**Problem description**
Read the listing and extract each line that includes the word "blue".

+++ Materials provided

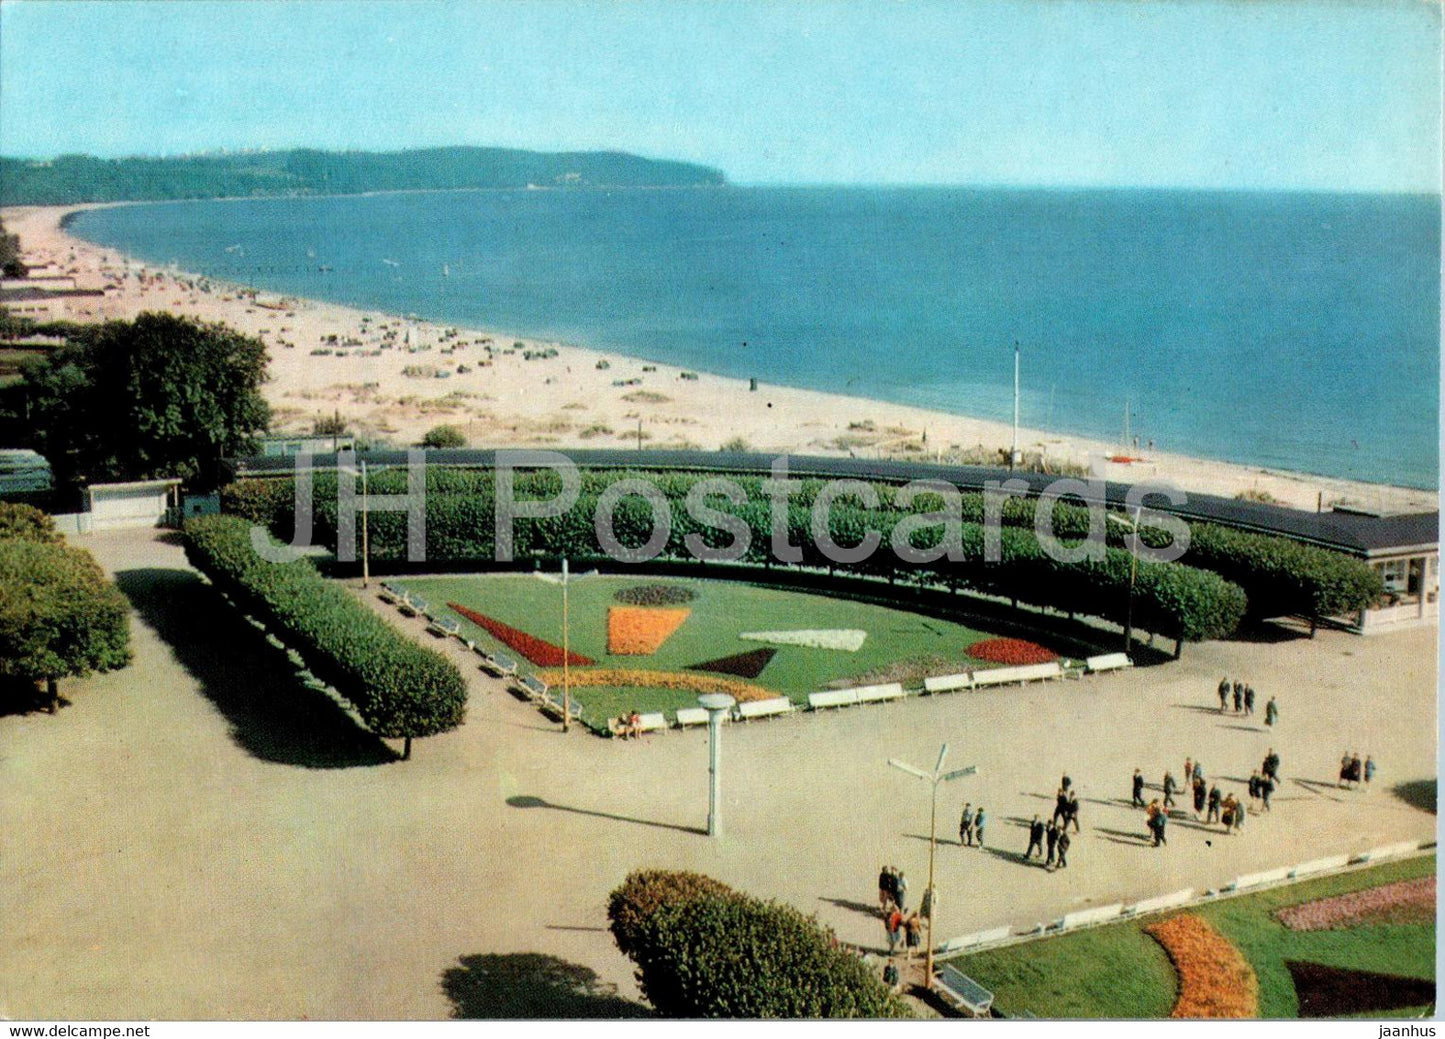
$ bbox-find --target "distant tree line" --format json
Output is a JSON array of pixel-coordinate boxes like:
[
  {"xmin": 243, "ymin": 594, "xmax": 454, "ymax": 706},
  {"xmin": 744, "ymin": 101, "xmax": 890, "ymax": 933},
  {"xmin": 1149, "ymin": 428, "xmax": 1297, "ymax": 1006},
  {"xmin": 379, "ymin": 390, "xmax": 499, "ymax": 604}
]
[{"xmin": 0, "ymin": 147, "xmax": 727, "ymax": 206}]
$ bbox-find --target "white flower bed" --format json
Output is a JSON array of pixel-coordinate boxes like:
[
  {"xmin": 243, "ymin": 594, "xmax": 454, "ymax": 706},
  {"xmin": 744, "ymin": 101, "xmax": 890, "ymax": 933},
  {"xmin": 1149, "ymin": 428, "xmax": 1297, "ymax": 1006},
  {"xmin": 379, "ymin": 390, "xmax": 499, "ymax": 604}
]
[{"xmin": 739, "ymin": 629, "xmax": 868, "ymax": 652}]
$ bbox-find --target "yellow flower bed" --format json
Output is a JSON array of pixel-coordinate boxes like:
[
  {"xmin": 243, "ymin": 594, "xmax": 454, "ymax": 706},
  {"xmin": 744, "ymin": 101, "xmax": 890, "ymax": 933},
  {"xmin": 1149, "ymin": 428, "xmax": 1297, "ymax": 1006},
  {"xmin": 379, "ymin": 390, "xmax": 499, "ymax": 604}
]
[
  {"xmin": 537, "ymin": 668, "xmax": 779, "ymax": 702},
  {"xmin": 607, "ymin": 606, "xmax": 691, "ymax": 655},
  {"xmin": 1145, "ymin": 914, "xmax": 1259, "ymax": 1019}
]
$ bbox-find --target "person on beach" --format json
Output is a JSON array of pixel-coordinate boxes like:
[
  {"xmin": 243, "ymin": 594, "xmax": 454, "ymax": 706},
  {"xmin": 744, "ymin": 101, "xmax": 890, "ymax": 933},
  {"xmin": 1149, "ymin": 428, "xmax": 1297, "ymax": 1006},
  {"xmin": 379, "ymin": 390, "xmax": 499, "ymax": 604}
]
[
  {"xmin": 1244, "ymin": 685, "xmax": 1255, "ymax": 716},
  {"xmin": 1364, "ymin": 755, "xmax": 1376, "ymax": 789},
  {"xmin": 1026, "ymin": 815, "xmax": 1046, "ymax": 859},
  {"xmin": 959, "ymin": 803, "xmax": 975, "ymax": 847},
  {"xmin": 1218, "ymin": 679, "xmax": 1230, "ymax": 712},
  {"xmin": 1045, "ymin": 820, "xmax": 1060, "ymax": 867},
  {"xmin": 1055, "ymin": 829, "xmax": 1072, "ymax": 869},
  {"xmin": 1207, "ymin": 784, "xmax": 1222, "ymax": 824},
  {"xmin": 1163, "ymin": 769, "xmax": 1177, "ymax": 809},
  {"xmin": 1265, "ymin": 696, "xmax": 1278, "ymax": 727},
  {"xmin": 974, "ymin": 807, "xmax": 988, "ymax": 847},
  {"xmin": 1132, "ymin": 769, "xmax": 1146, "ymax": 808}
]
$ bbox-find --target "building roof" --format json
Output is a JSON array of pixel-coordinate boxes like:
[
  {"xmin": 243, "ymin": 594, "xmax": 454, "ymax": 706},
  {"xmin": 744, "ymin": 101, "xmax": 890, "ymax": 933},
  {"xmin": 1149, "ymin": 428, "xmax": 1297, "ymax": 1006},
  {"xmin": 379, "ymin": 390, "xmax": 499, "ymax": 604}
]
[{"xmin": 229, "ymin": 449, "xmax": 1438, "ymax": 558}]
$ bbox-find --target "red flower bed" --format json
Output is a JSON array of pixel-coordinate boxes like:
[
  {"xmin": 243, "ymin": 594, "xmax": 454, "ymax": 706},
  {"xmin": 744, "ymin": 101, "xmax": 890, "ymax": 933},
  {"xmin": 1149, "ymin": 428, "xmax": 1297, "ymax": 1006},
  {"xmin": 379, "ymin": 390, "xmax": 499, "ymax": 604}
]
[
  {"xmin": 967, "ymin": 638, "xmax": 1058, "ymax": 665},
  {"xmin": 1276, "ymin": 876, "xmax": 1435, "ymax": 931},
  {"xmin": 447, "ymin": 602, "xmax": 594, "ymax": 667}
]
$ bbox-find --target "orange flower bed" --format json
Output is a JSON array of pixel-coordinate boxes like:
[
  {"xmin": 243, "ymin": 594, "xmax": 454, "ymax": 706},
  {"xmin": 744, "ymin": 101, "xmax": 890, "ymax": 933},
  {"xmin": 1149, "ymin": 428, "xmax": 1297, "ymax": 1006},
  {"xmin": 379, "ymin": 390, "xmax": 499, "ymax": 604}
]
[
  {"xmin": 537, "ymin": 668, "xmax": 779, "ymax": 702},
  {"xmin": 607, "ymin": 606, "xmax": 691, "ymax": 655},
  {"xmin": 1145, "ymin": 914, "xmax": 1258, "ymax": 1019}
]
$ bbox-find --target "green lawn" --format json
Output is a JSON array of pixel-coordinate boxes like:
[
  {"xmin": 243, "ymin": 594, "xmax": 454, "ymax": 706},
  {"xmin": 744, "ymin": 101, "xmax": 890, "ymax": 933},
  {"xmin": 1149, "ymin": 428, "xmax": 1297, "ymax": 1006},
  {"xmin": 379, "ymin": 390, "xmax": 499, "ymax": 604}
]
[
  {"xmin": 401, "ymin": 573, "xmax": 1009, "ymax": 725},
  {"xmin": 954, "ymin": 855, "xmax": 1436, "ymax": 1019}
]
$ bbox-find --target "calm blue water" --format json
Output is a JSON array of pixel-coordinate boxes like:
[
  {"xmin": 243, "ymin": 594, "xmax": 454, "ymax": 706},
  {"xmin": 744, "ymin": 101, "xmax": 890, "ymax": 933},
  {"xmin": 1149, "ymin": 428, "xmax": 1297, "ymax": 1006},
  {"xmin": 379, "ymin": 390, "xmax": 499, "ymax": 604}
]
[{"xmin": 70, "ymin": 187, "xmax": 1440, "ymax": 488}]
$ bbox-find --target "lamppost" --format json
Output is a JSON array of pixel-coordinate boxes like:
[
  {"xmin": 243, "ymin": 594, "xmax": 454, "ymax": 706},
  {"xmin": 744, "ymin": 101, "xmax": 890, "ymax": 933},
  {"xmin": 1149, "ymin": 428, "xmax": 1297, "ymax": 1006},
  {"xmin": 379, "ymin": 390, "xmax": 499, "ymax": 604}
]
[
  {"xmin": 535, "ymin": 559, "xmax": 598, "ymax": 732},
  {"xmin": 888, "ymin": 744, "xmax": 977, "ymax": 991},
  {"xmin": 698, "ymin": 693, "xmax": 736, "ymax": 837},
  {"xmin": 1106, "ymin": 506, "xmax": 1145, "ymax": 656}
]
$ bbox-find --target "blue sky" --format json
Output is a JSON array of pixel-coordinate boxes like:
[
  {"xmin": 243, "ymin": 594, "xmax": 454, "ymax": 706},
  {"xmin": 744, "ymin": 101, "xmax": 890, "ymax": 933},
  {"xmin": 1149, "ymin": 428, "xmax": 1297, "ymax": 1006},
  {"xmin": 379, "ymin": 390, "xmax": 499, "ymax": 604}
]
[{"xmin": 1, "ymin": 0, "xmax": 1439, "ymax": 191}]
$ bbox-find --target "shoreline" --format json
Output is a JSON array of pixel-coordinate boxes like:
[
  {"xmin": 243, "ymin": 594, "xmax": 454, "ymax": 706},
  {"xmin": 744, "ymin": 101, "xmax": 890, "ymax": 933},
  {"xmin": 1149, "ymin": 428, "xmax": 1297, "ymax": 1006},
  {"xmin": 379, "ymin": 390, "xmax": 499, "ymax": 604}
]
[{"xmin": 4, "ymin": 202, "xmax": 1436, "ymax": 514}]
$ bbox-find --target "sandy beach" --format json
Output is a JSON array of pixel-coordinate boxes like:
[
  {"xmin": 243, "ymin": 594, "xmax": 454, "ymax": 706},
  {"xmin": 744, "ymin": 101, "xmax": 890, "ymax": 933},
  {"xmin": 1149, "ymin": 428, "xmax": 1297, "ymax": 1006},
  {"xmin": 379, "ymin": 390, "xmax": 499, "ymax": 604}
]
[{"xmin": 3, "ymin": 202, "xmax": 1435, "ymax": 513}]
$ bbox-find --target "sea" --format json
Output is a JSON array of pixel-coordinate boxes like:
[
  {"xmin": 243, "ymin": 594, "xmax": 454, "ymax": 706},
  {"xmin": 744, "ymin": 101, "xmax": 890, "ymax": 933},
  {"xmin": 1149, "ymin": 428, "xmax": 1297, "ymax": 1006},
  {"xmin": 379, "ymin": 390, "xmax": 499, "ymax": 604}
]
[{"xmin": 68, "ymin": 186, "xmax": 1441, "ymax": 489}]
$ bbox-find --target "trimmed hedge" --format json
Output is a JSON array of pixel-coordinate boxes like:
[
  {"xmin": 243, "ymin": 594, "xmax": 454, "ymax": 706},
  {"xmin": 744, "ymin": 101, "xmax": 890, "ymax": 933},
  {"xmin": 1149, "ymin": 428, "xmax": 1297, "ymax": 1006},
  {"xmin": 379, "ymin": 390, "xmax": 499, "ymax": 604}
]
[
  {"xmin": 232, "ymin": 465, "xmax": 1388, "ymax": 642},
  {"xmin": 183, "ymin": 514, "xmax": 466, "ymax": 741},
  {"xmin": 607, "ymin": 869, "xmax": 911, "ymax": 1018}
]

++++++

**Answer to the exercise**
$ bbox-find --target "calm blue water" --format json
$ bbox-find --target "blue sky" --format json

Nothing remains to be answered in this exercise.